REQUIRED WORK. Only lines with the string "tunic" are wanted. Pull them out of the data.

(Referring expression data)
####################

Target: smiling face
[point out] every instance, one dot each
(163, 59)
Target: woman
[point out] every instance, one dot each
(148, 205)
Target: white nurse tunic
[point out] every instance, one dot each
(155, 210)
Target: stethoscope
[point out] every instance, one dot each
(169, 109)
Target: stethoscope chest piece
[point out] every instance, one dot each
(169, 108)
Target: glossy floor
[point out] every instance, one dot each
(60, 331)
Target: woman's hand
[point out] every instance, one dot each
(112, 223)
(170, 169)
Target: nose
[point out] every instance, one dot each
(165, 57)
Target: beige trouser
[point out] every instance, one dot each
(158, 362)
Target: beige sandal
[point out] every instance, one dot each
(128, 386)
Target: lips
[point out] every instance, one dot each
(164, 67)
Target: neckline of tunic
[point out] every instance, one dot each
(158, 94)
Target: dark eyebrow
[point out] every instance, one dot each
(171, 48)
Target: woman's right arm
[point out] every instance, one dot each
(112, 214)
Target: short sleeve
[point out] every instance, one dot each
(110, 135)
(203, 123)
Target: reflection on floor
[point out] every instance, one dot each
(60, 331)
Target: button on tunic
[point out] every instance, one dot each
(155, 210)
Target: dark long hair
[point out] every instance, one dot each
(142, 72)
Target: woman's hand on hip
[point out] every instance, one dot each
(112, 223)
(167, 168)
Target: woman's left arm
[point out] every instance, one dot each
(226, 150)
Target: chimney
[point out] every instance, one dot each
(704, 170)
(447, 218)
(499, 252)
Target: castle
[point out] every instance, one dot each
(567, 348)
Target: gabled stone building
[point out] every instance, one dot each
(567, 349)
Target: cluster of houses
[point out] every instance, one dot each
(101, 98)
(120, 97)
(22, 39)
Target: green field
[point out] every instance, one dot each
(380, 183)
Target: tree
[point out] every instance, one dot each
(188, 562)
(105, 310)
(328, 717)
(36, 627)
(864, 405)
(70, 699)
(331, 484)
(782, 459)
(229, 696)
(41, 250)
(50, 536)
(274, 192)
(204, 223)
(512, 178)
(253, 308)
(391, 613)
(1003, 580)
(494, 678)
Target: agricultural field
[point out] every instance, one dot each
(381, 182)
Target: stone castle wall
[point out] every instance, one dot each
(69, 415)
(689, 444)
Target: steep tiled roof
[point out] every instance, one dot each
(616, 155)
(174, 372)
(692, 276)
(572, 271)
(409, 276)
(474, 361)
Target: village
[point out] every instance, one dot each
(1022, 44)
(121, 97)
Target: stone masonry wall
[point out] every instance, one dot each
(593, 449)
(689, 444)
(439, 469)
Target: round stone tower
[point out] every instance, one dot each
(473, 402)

####################

EXERCISE SOLUTION.
Target: white nurse tunic
Target: neckline of tunic
Target: button on tunic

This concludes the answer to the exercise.